▶ _DO THIS_:
Recast the listing below as a Markdown table with columns Row and Line, from its first line through the line holding "Query: green t-shirt", inclusive. Number each line and skip blank ones.

▶ _DATASET ENTRIES_:
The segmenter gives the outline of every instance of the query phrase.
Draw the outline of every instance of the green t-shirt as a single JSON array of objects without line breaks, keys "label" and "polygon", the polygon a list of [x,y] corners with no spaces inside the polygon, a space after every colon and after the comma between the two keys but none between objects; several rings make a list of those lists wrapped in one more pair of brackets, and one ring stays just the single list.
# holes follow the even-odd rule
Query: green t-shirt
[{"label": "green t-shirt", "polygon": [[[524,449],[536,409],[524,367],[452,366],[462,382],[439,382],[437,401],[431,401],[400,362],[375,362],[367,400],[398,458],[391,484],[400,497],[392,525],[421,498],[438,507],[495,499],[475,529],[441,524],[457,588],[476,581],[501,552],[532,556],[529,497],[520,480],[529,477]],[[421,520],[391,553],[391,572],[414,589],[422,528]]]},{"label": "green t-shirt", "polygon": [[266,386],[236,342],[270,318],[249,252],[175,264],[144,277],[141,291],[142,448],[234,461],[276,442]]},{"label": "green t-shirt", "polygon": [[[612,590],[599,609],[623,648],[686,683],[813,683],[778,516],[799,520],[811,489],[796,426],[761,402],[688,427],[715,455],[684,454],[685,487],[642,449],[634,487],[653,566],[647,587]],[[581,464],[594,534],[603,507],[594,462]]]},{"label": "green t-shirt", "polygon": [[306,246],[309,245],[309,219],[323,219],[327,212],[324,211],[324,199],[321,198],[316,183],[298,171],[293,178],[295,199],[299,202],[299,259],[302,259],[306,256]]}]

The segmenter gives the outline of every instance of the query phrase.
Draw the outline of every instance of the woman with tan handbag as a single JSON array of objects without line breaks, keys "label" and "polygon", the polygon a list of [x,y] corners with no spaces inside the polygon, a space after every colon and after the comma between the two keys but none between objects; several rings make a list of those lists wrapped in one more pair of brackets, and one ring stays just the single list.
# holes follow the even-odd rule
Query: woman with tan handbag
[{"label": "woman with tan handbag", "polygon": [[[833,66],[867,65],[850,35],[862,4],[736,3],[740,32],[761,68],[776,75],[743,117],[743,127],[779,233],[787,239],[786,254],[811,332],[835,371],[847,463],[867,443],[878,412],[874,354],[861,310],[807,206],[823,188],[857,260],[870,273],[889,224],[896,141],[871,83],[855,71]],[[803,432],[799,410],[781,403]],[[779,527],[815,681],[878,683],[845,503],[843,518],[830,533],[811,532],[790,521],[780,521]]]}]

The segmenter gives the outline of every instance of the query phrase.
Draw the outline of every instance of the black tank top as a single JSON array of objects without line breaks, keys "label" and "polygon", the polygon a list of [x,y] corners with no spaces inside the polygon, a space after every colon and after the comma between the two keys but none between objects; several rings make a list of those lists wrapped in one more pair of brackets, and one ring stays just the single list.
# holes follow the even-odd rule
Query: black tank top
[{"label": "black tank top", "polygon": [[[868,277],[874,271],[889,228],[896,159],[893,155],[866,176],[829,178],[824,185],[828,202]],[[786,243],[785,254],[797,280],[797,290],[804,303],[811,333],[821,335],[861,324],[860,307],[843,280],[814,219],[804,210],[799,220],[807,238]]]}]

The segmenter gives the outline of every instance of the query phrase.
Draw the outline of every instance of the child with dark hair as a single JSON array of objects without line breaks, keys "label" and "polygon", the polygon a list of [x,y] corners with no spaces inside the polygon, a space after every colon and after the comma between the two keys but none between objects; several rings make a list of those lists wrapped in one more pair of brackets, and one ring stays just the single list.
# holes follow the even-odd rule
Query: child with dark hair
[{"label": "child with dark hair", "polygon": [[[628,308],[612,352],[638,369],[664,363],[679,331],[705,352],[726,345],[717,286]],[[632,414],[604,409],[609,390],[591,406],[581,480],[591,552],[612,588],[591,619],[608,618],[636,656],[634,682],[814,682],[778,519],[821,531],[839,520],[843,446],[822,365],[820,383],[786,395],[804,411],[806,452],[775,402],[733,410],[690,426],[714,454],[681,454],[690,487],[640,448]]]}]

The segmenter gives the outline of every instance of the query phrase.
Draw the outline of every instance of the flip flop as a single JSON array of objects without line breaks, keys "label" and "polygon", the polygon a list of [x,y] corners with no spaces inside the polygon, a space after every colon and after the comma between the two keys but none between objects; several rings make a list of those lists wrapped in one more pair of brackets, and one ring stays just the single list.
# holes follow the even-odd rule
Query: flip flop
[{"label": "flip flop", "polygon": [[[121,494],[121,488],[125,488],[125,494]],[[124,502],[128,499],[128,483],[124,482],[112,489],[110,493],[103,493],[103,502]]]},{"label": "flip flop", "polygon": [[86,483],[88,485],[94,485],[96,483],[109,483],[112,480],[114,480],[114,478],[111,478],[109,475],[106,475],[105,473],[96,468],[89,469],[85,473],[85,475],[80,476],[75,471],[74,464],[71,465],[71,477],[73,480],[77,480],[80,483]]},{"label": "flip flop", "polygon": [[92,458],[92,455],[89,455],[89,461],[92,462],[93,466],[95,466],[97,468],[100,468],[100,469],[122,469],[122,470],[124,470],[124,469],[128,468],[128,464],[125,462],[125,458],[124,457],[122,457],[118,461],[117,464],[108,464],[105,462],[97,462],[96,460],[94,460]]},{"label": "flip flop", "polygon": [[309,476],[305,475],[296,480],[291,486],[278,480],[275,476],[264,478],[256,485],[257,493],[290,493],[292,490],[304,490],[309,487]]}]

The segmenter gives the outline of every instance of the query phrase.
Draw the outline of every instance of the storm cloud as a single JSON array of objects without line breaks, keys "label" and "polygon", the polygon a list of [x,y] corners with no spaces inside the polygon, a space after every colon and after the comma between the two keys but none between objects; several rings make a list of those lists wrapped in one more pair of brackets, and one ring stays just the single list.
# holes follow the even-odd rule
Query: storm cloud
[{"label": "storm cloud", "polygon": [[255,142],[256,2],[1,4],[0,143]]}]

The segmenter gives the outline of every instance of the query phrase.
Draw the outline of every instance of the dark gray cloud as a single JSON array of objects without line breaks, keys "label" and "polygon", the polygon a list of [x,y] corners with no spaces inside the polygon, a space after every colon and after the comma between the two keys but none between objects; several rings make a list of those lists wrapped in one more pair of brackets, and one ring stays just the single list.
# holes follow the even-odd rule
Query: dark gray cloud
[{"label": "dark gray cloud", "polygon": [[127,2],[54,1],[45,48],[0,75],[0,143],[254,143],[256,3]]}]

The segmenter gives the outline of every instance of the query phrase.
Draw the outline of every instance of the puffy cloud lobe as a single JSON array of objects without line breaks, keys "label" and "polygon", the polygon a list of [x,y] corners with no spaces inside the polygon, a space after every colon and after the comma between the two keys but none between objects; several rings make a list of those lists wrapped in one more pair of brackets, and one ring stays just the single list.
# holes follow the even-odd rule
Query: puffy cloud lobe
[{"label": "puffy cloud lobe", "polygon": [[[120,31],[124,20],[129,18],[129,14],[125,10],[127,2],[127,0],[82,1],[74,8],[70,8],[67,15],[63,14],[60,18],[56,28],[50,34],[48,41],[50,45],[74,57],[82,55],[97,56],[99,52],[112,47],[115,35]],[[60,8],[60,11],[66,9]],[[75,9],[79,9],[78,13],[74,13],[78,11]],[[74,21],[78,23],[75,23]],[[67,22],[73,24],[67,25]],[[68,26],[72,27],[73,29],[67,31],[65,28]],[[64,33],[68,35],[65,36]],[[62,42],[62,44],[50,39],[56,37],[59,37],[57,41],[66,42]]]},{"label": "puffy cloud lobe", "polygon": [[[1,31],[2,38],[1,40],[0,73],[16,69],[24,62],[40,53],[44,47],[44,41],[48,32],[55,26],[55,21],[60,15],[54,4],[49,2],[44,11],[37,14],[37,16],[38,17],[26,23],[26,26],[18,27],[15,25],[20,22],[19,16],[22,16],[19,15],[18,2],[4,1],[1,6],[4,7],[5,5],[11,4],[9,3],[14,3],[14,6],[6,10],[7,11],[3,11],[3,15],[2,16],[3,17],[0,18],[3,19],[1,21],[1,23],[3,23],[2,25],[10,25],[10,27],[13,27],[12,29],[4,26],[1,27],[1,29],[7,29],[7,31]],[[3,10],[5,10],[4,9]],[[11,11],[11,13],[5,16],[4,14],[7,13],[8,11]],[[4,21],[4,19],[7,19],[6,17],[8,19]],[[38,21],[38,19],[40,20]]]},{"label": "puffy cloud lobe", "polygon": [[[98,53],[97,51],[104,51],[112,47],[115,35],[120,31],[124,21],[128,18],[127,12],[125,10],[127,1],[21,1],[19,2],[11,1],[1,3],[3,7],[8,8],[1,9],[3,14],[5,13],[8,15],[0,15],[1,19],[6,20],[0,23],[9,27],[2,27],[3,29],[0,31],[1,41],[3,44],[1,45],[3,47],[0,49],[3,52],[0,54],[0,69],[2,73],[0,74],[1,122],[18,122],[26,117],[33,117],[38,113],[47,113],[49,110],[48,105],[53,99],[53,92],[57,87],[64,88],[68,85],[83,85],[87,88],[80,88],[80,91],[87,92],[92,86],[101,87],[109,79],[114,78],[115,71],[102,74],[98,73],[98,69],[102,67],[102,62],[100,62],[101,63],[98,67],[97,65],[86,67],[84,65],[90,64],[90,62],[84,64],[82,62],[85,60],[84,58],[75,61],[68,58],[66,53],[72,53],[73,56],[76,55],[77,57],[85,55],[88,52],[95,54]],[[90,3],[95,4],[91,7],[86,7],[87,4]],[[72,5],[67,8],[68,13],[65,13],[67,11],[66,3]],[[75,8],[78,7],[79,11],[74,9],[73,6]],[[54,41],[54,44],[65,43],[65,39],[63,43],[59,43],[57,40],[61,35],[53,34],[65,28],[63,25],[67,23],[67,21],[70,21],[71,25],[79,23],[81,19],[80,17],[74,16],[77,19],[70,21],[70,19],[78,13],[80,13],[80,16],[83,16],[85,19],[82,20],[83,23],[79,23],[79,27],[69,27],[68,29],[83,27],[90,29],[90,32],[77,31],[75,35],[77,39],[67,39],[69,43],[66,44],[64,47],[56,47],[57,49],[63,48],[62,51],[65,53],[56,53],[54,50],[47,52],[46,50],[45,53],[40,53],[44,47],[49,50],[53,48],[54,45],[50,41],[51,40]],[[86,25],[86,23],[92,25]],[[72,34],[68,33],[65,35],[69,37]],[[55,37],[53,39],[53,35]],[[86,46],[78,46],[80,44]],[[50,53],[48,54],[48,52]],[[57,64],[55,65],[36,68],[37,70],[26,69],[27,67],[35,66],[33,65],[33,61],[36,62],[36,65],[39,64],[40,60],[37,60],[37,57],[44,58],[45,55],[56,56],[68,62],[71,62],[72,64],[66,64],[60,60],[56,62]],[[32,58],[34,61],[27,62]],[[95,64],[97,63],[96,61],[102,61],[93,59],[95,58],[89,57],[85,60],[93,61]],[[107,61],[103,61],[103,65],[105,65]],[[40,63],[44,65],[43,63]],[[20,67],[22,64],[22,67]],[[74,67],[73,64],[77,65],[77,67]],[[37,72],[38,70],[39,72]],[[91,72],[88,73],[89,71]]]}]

▶ _THE SOLUTION_:
| Row | Line |
|---|---|
| 1 | The segmenter gives the outline of every instance of the query phrase. |
| 2 | Draw the outline of every instance of the green t-shirt as a single JSON array of objects without line breaks, keys "label" and "polygon", the polygon a list of [x,y] corners with no spaces inside the polygon, a space after every colon and after the comma between the two keys but none between objects; several rings make a list of those lists wrapped in one more pair of brackets, and one ring stays just the single list. |
| 3 | # holes follow the even-odd rule |
| 4 | Query: green t-shirt |